Chicago was chosen after getting top grades in an evaluation by the DNC’s Technical Advisory Group, a panel of experts considering factors such as hotel capacity, transportation, security, financing and other logistics.

Last year, the Technical Advisory Group visited the four cities bidding for the convention: Chicago, Atlanta, New York and Houston. Houston dropped out months ago when it was clear the Texas city didn’t have a chance to be picked. In the meantime, the DNC started contract negotiations with the other cities.

The entity created to fundraise for the convention, Development Now Chicago, was incorporated with the Illinois secretary of state on Dec. 2, 2021. Pritzker, a billionaire, made a substantial contribution to the group.

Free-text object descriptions
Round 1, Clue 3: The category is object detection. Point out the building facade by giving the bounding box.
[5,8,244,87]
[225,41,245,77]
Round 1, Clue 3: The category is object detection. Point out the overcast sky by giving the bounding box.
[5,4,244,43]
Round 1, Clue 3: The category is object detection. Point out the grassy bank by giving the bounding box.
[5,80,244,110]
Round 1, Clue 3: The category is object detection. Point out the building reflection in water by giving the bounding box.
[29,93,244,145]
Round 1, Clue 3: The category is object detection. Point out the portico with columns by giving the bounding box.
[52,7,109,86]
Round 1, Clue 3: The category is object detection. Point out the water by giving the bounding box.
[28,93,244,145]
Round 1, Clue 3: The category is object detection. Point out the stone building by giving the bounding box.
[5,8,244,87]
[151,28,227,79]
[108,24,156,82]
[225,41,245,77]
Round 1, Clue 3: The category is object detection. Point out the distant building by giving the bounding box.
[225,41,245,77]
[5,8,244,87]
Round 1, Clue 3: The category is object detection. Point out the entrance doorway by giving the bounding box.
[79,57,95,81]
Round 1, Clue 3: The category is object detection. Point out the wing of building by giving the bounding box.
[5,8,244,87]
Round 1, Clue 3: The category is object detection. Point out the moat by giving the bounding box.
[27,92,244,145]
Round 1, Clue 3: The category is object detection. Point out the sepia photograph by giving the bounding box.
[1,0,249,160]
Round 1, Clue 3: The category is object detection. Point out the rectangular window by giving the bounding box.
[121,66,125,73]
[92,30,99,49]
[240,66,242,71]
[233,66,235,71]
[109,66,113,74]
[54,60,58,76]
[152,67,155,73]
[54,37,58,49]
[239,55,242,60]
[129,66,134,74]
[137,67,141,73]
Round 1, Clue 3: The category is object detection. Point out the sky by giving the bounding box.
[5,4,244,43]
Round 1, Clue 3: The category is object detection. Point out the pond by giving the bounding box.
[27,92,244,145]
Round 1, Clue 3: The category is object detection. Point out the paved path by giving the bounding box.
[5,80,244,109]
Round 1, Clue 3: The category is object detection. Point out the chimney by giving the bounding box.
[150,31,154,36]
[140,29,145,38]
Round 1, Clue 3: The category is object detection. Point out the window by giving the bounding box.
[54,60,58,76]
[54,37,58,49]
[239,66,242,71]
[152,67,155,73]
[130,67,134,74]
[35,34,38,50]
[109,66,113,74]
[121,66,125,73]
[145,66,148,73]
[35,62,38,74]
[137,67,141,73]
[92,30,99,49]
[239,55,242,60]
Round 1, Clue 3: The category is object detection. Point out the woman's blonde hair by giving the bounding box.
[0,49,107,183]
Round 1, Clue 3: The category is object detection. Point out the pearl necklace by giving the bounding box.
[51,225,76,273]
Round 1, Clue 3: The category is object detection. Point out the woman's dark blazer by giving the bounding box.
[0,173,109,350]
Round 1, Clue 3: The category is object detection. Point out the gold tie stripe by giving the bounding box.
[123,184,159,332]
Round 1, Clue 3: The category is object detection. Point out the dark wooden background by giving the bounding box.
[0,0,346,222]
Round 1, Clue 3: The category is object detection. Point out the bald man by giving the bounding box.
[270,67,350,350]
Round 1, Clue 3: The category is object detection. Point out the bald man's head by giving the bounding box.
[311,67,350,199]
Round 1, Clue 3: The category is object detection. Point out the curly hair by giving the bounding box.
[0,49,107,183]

* [Questions on the material]
1. Using the convention passage, decide whether each statement agrees with it: (a) Houston was one of the cities the Technical Advisory Group visited; (b) Development Now Chicago was incorporated in 2022; (c) hotel capacity was among the factors the Technical Advisory Group considered. Answer yes or no for each and quote the words that settle it.
2. According to the convention passage, what entity was created to fundraise for the convention?
3. Resume the convention passage, starting after its final sentence.
These rows were drawn from a different source than the convention passage.

* [Results of the exercise]
1.
(a) Yes: "visited the four cities bidding for the convention: Chicago, Atlanta, New York and Houston"
(b) No: "was incorporated with the Illinois secretary of state on Dec. 2, 2021"
(c) Yes: "considering factors such as hotel capacity"

2. Development Now Chicago.

3.
The Sun-Times earlier reported that Pritzker and others pledged that the DNC would not take any loss on the convention. The DNC requires an extensive financial package from the host city to cover a variety of costs from festivities connected to a political convention to paying for the venues.

Pritzker held the first talks with DNC Chair Jaimie Harrison about hosting the convention in Chicago in the fall of 2021.

Chicago proposed the United Center as the main convention site with other events at the McCormick Place complex. New York offered Madison Square Garden and the Jacob K. Javits Center. Atlanta pitched the State Farm Arena and the Georgia World Congress Center.

In June, Pritzker and Lightfoot came to Washington to pitch DNC officials on the Chicago convention. The group briefing the DNC about the city’s bid included Pritzker; Lightfoot; Lightfoot deputy Mayor Samir Mayekar; deputy chief of staff Kelsey Nulph; Pritzker chief of staff Anne Caprara; then deputy Govs. Christian Mitchell and Andy Manar; President and CEO of World Business Chicago Michael Fassnacht; Choose Chicago CEO Lynn Ormond; United Center COO Terry Savarise; and from Magnify Strategies, the company overseeing and coordinating the bid, CEO Kaitlin Fahey and founding partner Leah Israel.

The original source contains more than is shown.